Exercise objective - Every line from the one containing "Pin the baby's hand" to the last line of the listing below should be given again exactly.

Data provided -

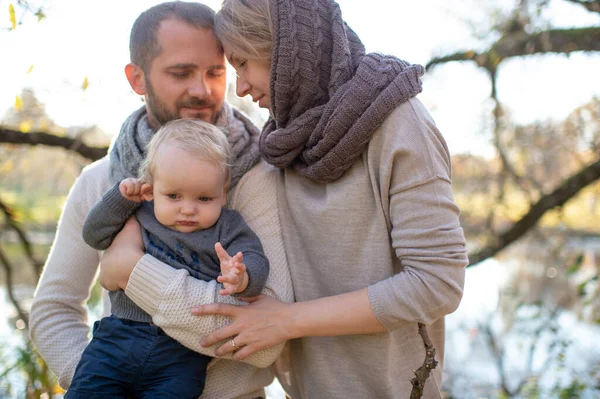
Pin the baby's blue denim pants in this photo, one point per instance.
(130, 359)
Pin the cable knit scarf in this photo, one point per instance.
(327, 96)
(129, 148)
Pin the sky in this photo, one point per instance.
(89, 38)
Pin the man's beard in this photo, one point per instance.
(161, 112)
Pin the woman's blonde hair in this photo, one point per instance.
(199, 139)
(245, 26)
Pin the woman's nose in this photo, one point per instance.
(242, 88)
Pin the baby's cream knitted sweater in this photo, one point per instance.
(58, 320)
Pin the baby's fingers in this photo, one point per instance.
(221, 253)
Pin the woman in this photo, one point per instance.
(369, 225)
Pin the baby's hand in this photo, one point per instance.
(134, 190)
(233, 272)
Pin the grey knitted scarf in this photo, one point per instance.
(129, 148)
(327, 96)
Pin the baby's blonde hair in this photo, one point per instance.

The answer -
Pin the baby's hand in this photo, one point per instance.
(134, 190)
(233, 272)
Pin the grey knitted scarf in this photo, one point per instance.
(129, 148)
(327, 96)
Pin the baby's blonde hair in this photo, one point per instance.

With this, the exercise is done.